= What is needed =
Within the records, tally the lines that contain "below" and reply with that number only.

= Records for the exercise =
<<<<

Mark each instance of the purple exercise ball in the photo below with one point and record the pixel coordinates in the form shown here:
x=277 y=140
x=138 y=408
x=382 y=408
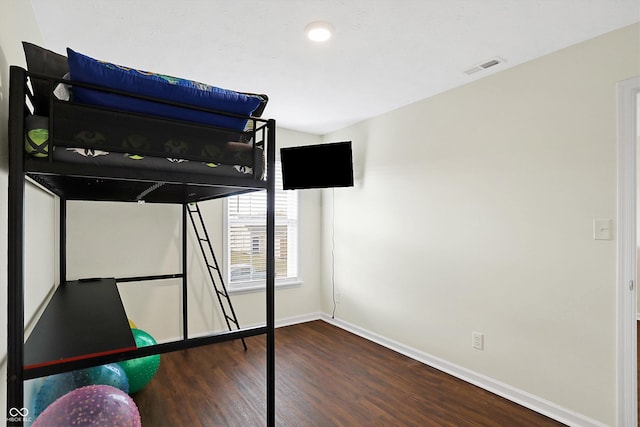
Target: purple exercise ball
x=90 y=406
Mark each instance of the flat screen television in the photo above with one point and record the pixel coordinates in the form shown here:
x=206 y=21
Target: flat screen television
x=317 y=166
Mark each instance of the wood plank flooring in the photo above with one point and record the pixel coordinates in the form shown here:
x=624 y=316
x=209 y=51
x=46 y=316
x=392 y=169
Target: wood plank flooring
x=325 y=377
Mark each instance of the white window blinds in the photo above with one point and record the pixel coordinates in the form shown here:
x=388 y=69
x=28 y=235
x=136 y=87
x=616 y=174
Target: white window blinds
x=246 y=239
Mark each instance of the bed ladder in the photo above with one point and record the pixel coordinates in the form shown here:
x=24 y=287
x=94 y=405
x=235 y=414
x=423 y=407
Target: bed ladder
x=212 y=266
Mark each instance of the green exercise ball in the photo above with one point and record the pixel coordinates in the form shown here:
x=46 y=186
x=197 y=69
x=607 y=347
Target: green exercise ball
x=141 y=370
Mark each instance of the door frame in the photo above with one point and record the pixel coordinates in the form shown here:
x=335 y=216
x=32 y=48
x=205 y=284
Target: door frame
x=626 y=293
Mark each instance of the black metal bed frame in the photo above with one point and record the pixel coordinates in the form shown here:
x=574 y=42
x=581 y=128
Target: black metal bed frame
x=181 y=191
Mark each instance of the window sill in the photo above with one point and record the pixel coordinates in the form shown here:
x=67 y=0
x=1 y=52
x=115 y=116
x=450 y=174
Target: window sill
x=260 y=285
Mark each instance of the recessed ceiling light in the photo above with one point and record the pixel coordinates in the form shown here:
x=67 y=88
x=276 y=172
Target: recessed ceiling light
x=319 y=31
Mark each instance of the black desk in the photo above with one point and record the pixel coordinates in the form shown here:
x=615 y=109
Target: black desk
x=83 y=319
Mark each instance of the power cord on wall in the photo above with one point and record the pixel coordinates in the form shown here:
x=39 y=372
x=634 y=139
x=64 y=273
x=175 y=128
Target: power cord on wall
x=333 y=247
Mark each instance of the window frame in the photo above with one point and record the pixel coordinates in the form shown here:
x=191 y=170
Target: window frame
x=259 y=284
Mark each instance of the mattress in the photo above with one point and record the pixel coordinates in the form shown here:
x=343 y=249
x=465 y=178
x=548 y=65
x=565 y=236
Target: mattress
x=166 y=146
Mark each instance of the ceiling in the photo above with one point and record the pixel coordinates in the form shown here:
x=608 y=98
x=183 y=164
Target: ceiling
x=384 y=53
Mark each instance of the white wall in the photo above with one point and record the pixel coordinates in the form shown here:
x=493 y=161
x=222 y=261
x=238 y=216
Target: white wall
x=17 y=23
x=473 y=211
x=126 y=239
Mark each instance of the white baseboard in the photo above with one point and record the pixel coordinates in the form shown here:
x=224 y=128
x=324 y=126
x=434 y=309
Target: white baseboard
x=513 y=394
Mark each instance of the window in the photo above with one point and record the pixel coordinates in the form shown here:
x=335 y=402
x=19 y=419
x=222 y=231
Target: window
x=246 y=243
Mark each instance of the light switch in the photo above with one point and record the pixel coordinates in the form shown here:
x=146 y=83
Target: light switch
x=601 y=229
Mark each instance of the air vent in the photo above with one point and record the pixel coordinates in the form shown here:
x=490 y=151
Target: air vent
x=484 y=65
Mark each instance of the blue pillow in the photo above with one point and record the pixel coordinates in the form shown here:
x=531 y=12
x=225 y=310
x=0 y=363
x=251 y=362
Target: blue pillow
x=85 y=69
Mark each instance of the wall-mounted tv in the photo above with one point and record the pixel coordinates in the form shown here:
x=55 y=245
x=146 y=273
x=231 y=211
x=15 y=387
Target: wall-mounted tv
x=317 y=166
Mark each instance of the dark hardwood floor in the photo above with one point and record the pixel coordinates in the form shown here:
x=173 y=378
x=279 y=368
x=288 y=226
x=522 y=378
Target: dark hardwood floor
x=325 y=377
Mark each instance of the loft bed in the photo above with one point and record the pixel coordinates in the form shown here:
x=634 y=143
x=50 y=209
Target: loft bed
x=133 y=147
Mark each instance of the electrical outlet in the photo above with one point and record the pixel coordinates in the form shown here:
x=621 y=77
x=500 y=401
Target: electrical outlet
x=477 y=340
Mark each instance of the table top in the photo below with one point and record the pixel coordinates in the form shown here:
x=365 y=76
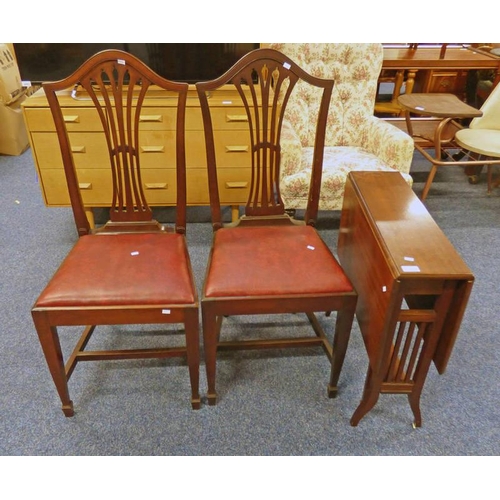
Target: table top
x=438 y=105
x=429 y=58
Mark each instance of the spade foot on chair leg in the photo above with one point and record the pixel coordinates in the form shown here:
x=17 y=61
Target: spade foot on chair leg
x=212 y=399
x=68 y=409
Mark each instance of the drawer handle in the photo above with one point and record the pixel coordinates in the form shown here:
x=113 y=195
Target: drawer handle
x=152 y=149
x=156 y=185
x=237 y=118
x=151 y=118
x=236 y=185
x=236 y=149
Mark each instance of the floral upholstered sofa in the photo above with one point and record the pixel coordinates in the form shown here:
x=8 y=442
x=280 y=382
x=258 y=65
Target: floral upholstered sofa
x=355 y=138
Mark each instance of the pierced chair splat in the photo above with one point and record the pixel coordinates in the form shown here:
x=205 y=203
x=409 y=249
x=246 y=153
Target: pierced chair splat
x=267 y=262
x=132 y=270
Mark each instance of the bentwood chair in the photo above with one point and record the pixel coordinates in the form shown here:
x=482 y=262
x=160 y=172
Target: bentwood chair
x=132 y=270
x=267 y=262
x=481 y=140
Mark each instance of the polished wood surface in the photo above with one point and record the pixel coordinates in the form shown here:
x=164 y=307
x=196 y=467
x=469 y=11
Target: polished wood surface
x=431 y=58
x=412 y=285
x=132 y=270
x=267 y=262
x=433 y=69
x=443 y=113
x=438 y=105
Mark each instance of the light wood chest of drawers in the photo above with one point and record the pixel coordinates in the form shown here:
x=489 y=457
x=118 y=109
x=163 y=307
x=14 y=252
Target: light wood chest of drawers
x=157 y=161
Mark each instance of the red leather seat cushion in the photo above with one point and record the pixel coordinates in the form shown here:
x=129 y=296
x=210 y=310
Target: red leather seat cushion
x=122 y=269
x=279 y=260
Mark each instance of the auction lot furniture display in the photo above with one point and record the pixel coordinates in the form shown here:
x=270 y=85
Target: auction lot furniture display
x=412 y=286
x=158 y=121
x=268 y=262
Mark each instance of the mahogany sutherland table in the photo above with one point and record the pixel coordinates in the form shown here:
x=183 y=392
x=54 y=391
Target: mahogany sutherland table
x=412 y=285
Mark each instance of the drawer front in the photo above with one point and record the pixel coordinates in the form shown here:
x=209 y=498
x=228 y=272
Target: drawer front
x=232 y=149
x=89 y=149
x=95 y=185
x=234 y=186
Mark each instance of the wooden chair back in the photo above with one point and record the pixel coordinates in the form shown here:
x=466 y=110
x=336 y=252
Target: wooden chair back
x=264 y=79
x=117 y=83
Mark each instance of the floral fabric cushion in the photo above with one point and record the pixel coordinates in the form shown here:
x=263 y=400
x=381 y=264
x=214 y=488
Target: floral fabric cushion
x=338 y=162
x=355 y=138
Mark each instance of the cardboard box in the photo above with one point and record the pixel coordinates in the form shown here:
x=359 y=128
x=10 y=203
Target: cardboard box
x=11 y=87
x=13 y=134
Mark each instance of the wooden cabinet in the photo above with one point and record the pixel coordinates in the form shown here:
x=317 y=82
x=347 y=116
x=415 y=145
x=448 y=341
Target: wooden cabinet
x=157 y=162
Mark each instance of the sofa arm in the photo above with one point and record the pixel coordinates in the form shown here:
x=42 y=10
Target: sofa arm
x=291 y=151
x=392 y=145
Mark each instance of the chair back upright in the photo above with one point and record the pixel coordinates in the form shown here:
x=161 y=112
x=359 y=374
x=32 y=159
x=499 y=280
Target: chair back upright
x=115 y=84
x=264 y=80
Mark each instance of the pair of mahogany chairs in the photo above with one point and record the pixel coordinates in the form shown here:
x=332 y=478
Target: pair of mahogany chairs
x=134 y=270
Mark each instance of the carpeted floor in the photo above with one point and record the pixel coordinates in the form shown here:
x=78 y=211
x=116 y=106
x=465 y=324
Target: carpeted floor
x=270 y=403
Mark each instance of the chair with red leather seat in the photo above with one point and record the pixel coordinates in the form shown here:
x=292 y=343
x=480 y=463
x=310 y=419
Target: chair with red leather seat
x=131 y=270
x=267 y=262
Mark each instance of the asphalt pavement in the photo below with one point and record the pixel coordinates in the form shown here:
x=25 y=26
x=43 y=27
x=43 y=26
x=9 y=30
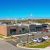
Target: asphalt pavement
x=7 y=46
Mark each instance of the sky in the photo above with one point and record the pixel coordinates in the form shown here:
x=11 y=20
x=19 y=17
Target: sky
x=19 y=9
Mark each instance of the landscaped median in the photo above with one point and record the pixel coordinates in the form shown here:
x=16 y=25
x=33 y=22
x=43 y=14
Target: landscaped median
x=34 y=45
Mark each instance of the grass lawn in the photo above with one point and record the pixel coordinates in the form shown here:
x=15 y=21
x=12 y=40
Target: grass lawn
x=38 y=45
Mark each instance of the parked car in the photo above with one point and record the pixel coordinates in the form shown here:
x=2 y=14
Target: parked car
x=38 y=40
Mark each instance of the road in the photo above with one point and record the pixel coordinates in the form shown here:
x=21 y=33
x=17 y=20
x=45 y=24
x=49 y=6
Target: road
x=7 y=46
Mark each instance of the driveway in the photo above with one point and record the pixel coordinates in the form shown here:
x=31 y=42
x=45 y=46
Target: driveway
x=7 y=46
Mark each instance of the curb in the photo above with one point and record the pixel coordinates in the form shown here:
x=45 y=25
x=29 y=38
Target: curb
x=29 y=48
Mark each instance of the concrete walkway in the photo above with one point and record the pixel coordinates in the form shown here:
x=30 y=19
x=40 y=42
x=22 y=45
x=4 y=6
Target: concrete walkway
x=7 y=46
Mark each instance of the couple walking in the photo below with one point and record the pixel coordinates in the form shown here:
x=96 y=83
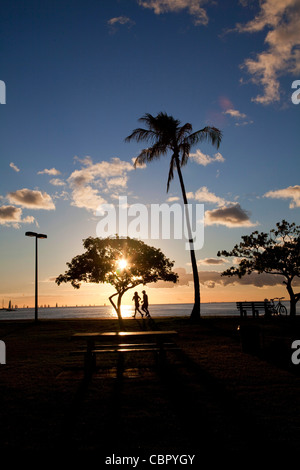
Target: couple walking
x=137 y=299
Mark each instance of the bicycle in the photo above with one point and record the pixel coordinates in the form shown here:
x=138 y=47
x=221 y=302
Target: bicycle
x=278 y=309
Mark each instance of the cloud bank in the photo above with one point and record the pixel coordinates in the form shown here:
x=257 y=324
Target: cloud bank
x=291 y=192
x=194 y=8
x=31 y=199
x=282 y=55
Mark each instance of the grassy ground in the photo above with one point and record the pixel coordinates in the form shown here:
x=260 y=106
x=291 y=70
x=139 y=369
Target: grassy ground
x=212 y=393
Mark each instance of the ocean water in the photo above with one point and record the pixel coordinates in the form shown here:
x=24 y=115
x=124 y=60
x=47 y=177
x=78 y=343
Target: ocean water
x=106 y=311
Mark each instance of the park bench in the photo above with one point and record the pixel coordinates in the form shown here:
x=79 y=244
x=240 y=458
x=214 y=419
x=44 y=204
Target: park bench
x=254 y=307
x=124 y=342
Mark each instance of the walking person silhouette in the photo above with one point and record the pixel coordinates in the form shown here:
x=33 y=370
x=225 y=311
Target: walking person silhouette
x=136 y=299
x=145 y=304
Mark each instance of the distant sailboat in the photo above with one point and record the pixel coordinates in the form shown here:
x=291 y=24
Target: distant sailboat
x=10 y=307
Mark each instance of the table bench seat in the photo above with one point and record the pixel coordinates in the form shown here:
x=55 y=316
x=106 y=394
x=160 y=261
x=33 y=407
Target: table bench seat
x=111 y=343
x=254 y=307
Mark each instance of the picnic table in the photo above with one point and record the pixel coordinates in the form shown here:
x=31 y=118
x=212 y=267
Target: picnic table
x=121 y=342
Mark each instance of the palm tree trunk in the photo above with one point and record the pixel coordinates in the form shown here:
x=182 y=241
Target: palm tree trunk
x=195 y=315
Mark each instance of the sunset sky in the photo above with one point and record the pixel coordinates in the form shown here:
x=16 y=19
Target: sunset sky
x=79 y=74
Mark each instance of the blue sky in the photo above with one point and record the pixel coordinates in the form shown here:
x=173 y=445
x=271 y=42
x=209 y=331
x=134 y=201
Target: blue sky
x=78 y=77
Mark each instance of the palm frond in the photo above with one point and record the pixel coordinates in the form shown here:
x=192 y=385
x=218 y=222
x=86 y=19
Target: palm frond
x=140 y=134
x=184 y=130
x=149 y=154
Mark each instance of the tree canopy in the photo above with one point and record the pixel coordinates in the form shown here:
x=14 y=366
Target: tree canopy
x=165 y=134
x=122 y=262
x=277 y=252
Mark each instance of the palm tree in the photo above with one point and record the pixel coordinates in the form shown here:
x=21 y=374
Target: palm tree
x=164 y=134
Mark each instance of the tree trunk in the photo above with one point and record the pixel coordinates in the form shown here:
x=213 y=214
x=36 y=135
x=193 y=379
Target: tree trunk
x=118 y=308
x=196 y=314
x=293 y=298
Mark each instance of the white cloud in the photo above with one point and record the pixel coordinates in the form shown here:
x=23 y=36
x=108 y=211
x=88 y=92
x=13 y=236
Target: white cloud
x=282 y=19
x=203 y=159
x=120 y=20
x=14 y=167
x=87 y=198
x=231 y=216
x=194 y=8
x=11 y=215
x=57 y=182
x=86 y=182
x=291 y=192
x=31 y=199
x=204 y=195
x=235 y=113
x=52 y=172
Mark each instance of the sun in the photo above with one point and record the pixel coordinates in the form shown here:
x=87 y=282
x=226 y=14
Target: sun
x=122 y=264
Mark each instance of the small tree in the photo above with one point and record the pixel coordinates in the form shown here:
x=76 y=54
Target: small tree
x=277 y=252
x=122 y=262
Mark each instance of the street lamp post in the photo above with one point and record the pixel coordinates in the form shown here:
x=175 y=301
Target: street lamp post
x=36 y=235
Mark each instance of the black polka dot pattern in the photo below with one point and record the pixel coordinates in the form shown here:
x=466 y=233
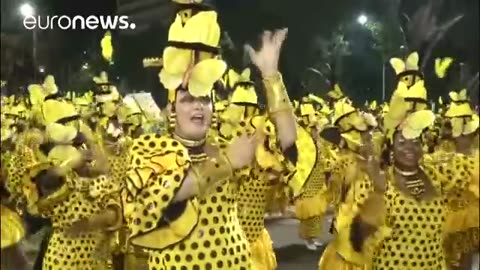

>>>>

= Output of the task =
5